#### Article
-=-=-

Creation study guide - Introduction
Creation study guide - Introduction - The nature and purpose of close reading.
Contents
Creation study guide - Introduction
Previously, the pattern using heaven (H), light (L), water (W) and dry ground (G) was observed. In the study guide, you were told that it was there and to look for it. How many people never noticed? Even if you noticed the L-W-G pattern, it is unlikely that you found the bookend to H by yourself. Even theologians miss it, which is why there is a myth of a contradiction between the first and second accounts of creation.
Even Hebrew experts miss that the second sequence came from the first sequence because they are not familiar with the practice of notarikon. They may observe that day 5 is from day 2, and day 6 is from day 3, but they miss that day 4 is from day 1 because they do not see that the word for 'lights' מארת is broken into 'from מ light שר ( the tov ת makes light the object)'.
Close reading
Close reading is the discipline of observing details and facts within a text. Read in order to ask questions of the text. Read with curiosity. Read within the context of Christ and him crucified.
Pattern is prophecy. Look for patterns in letters, words, sentences, chapters, books and ideas. Ask questions of the patterns. Apply meaning discovered in one part of a pattern to the rest of the pattern.

-=-=-

#### Data to use
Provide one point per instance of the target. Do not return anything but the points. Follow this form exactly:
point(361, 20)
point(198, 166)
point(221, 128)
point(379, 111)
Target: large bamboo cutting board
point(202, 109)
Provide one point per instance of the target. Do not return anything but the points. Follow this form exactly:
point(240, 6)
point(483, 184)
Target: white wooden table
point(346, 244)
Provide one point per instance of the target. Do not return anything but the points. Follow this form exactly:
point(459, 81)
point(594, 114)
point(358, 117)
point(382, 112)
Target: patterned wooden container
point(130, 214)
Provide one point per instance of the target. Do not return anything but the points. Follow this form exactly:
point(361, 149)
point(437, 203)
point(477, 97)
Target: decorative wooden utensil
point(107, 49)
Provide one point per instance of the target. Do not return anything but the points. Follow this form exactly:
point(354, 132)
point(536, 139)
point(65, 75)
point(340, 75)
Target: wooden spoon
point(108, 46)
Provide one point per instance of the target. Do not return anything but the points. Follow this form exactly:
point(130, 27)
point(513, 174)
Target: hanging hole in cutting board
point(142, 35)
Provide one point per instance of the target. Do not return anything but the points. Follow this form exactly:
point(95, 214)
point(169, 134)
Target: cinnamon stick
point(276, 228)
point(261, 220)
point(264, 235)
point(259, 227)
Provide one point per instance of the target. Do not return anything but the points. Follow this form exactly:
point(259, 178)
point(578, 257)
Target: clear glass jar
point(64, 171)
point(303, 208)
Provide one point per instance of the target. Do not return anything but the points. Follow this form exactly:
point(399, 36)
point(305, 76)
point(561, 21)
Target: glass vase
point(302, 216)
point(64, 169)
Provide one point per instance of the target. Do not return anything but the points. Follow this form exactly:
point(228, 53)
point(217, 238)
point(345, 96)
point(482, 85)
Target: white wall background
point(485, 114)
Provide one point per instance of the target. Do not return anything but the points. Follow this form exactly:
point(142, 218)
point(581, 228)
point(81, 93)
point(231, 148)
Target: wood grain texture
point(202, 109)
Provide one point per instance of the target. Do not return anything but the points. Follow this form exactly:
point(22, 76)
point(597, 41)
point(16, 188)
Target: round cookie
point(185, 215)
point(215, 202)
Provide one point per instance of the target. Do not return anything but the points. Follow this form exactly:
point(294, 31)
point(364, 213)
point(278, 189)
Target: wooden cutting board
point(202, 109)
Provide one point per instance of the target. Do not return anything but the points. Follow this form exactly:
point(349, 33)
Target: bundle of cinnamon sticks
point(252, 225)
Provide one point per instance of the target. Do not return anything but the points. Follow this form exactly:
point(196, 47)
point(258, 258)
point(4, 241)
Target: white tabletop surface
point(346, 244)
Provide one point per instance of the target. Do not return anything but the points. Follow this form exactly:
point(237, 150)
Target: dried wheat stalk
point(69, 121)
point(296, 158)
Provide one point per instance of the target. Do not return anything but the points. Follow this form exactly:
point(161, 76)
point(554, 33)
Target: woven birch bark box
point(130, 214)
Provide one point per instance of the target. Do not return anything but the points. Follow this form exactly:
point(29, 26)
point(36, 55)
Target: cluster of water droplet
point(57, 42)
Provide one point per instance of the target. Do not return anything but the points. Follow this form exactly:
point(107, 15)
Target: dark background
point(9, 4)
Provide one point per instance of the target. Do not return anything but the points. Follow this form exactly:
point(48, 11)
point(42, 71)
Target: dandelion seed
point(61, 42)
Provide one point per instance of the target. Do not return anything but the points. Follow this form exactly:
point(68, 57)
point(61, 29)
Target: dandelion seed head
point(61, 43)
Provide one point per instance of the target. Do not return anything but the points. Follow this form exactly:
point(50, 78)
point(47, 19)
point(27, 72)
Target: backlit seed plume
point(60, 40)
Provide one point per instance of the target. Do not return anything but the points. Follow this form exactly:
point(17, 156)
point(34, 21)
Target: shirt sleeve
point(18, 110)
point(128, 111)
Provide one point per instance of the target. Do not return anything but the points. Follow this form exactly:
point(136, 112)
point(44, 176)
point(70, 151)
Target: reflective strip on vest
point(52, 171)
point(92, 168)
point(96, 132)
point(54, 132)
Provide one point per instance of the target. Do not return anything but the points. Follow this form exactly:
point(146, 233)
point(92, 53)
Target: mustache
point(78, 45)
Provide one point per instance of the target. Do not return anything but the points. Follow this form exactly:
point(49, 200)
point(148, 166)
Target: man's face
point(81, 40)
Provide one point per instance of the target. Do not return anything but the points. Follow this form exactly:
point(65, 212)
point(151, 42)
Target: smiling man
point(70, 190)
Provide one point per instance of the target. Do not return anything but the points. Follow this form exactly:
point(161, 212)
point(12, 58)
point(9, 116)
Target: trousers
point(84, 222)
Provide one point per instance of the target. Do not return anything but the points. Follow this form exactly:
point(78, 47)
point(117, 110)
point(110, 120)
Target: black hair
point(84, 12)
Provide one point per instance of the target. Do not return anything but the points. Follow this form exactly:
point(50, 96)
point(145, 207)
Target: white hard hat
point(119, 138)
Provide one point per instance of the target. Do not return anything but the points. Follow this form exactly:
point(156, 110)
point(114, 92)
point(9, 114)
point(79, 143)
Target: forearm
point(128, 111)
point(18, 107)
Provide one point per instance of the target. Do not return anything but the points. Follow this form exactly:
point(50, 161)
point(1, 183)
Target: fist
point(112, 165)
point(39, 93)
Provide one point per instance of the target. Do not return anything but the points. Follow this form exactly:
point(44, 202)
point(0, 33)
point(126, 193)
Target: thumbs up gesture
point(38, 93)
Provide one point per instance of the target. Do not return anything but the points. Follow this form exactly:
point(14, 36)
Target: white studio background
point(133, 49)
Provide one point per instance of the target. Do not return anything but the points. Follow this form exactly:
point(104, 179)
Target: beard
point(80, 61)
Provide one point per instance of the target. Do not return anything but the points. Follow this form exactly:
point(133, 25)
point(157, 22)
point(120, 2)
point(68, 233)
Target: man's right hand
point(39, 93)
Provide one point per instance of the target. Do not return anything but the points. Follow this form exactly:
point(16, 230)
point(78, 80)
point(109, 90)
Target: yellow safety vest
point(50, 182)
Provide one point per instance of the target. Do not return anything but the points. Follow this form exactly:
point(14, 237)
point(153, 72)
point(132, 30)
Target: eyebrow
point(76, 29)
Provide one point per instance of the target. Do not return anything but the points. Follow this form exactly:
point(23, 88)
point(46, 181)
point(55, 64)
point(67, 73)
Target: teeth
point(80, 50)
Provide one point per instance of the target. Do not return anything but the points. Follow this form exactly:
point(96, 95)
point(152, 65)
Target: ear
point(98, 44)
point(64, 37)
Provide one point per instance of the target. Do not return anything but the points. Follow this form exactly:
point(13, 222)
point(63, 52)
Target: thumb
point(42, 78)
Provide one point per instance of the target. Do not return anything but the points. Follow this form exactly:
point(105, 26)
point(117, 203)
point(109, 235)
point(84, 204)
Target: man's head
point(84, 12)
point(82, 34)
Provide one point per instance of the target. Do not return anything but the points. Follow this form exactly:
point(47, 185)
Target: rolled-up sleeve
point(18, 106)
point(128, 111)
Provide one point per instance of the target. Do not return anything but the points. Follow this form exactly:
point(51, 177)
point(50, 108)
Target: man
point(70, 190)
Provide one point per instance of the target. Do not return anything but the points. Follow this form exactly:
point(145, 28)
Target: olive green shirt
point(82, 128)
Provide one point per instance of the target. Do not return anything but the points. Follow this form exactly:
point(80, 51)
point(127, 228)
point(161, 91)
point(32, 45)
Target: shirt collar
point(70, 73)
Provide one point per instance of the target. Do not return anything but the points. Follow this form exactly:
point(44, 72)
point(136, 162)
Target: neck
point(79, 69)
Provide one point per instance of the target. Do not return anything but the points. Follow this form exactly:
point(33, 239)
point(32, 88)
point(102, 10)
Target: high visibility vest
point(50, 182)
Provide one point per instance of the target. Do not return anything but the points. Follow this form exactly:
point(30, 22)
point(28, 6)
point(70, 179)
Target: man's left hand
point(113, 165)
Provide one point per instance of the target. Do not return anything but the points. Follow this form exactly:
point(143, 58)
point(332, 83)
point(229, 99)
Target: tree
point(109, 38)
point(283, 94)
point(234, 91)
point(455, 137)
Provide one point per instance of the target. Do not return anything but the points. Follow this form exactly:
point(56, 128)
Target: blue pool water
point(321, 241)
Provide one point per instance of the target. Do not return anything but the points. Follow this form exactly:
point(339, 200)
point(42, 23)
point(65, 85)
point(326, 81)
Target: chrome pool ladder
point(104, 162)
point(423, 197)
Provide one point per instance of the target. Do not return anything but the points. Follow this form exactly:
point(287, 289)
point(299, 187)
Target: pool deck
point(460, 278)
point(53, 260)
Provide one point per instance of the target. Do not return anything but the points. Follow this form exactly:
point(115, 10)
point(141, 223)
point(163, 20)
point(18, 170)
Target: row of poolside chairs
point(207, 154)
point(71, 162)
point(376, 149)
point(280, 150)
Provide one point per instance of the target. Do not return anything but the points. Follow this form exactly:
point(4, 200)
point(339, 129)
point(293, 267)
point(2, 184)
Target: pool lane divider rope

-=-=-

#### Tasks to perform
a. In the creation study guide, turn the paragraph beginning "Pattern is prophecy" into a short bulleted list that keeps its main points.
b. List every line in the records that contains the word "dandelion".

#### Results of the tasks
a.
- Pattern is prophecy.
- Look for patterns in letters, words, sentences, chapters, books and ideas.
- Ask questions of the patterns.
- Apply meaning found in one part of a pattern to the rest of that pattern.

b.
Target: dandelion seed
Target: dandelion seed head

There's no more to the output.